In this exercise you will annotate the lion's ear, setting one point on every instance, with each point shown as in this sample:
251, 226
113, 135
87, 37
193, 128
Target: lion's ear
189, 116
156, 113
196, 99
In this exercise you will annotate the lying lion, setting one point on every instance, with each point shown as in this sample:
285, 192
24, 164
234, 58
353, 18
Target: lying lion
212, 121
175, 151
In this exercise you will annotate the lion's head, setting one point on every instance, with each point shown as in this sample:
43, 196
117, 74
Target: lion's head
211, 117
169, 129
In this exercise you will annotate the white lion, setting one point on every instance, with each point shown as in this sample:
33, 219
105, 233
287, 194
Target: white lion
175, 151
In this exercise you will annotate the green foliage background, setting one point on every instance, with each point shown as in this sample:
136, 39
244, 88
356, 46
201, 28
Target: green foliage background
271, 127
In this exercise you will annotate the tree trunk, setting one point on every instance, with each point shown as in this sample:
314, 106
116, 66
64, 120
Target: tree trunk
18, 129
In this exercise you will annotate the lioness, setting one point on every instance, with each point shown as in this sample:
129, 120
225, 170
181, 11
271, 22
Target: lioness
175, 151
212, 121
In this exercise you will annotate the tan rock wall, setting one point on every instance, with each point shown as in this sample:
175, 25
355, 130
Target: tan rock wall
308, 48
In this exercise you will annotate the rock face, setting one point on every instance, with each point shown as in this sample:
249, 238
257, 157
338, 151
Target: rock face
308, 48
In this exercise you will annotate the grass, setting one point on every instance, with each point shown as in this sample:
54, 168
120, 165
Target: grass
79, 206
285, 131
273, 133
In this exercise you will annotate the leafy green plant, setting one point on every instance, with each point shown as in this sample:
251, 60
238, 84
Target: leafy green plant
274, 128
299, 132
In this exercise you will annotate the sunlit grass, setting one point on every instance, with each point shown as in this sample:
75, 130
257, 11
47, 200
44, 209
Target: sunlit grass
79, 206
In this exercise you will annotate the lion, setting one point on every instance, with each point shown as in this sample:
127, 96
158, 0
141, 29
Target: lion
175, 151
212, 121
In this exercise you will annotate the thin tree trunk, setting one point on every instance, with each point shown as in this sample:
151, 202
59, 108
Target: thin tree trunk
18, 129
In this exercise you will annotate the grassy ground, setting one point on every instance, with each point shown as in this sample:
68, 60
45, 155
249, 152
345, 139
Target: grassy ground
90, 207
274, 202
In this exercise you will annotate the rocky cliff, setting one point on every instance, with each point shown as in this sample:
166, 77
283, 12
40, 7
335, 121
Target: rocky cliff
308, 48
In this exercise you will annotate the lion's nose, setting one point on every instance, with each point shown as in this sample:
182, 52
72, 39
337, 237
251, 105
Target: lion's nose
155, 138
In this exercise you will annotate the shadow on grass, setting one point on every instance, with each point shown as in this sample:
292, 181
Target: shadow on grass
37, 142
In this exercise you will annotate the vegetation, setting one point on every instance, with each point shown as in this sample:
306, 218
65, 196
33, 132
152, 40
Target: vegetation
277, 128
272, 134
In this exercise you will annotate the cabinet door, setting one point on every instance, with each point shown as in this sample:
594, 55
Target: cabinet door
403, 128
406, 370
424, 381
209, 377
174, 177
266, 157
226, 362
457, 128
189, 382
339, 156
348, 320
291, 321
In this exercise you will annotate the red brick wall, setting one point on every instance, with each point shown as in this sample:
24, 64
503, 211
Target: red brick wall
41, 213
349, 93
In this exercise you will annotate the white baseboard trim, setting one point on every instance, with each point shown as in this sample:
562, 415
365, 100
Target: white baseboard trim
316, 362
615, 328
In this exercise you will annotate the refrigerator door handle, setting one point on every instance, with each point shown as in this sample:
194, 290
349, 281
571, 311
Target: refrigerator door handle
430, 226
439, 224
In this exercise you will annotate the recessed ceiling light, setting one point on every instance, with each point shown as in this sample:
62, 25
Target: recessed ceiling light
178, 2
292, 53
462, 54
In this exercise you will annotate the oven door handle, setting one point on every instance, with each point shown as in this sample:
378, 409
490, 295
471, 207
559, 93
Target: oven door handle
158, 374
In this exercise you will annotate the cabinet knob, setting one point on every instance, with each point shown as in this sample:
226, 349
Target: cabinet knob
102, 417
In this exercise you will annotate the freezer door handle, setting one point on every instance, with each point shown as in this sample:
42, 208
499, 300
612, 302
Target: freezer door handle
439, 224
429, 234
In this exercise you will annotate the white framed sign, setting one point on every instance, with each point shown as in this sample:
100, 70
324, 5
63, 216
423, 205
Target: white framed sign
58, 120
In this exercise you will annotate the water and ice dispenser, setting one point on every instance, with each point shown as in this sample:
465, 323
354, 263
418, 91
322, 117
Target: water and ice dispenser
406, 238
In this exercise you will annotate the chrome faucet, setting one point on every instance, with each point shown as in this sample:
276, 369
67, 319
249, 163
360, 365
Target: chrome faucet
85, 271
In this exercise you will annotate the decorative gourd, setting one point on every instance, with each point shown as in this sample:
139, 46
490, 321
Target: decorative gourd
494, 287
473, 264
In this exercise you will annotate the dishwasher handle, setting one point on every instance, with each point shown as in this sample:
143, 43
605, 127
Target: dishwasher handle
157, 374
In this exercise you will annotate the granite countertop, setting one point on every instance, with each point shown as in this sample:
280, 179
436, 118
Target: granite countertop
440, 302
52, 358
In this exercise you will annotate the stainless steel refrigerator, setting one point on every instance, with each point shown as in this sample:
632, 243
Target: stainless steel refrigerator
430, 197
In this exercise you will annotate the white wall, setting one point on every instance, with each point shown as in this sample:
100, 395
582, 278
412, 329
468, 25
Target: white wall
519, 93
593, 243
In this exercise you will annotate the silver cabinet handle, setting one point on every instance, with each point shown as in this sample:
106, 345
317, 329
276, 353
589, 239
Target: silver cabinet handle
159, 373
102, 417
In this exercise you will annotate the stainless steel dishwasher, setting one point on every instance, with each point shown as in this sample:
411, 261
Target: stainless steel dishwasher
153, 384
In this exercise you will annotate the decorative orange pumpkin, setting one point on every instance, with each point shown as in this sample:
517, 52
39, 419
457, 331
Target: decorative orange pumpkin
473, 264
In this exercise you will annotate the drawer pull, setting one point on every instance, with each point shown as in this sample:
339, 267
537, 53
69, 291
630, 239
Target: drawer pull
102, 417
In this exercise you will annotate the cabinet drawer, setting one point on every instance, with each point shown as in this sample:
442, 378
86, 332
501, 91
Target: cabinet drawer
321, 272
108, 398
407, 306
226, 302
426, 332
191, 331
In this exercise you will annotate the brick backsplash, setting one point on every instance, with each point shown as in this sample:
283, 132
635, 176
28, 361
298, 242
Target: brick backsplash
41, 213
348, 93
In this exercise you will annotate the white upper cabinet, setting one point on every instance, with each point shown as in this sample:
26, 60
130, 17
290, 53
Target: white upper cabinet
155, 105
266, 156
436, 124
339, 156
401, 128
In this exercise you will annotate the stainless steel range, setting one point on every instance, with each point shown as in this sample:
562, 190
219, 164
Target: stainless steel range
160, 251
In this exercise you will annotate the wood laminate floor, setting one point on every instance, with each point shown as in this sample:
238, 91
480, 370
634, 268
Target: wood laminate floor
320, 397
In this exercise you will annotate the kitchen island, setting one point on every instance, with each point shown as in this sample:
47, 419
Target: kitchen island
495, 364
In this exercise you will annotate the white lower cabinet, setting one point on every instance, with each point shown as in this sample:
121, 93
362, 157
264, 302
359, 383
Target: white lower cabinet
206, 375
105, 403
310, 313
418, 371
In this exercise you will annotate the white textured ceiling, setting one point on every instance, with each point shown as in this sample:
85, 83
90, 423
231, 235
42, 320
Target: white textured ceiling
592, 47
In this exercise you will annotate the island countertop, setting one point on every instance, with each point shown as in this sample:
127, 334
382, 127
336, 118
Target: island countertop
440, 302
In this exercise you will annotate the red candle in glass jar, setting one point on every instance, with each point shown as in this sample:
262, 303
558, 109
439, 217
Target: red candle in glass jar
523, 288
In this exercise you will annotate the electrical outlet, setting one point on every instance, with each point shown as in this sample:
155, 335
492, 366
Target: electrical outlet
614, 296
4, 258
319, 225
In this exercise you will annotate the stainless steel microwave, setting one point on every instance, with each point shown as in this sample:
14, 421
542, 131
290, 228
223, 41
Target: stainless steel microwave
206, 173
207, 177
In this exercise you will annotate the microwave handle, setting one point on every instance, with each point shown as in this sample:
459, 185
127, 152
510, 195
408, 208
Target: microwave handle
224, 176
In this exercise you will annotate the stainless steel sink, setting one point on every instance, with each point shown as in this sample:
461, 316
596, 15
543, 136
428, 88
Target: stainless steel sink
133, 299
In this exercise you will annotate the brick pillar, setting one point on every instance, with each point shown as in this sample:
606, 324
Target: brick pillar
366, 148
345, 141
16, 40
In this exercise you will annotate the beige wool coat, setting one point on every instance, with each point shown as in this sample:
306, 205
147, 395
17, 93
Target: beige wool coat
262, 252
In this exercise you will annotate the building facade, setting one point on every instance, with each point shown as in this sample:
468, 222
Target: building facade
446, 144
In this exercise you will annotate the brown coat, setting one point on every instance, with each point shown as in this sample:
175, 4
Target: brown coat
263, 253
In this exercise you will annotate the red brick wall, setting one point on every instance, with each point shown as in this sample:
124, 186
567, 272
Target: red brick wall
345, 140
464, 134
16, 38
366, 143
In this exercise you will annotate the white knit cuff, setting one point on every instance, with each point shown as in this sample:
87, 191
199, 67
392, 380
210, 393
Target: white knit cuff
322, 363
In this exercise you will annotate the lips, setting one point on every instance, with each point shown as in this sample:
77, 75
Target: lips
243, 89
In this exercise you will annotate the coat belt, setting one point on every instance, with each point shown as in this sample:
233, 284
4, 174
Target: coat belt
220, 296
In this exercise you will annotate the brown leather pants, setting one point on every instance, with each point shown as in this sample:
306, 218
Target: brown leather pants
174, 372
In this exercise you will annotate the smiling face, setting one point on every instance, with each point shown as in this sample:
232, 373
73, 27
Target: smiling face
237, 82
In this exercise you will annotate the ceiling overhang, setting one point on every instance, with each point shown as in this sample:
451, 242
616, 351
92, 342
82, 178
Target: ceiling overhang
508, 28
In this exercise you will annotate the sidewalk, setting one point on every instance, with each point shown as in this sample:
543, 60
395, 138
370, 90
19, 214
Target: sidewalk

== == ==

A bare number should be your reply: how many lines in the entries above include the word "sidewalk".

2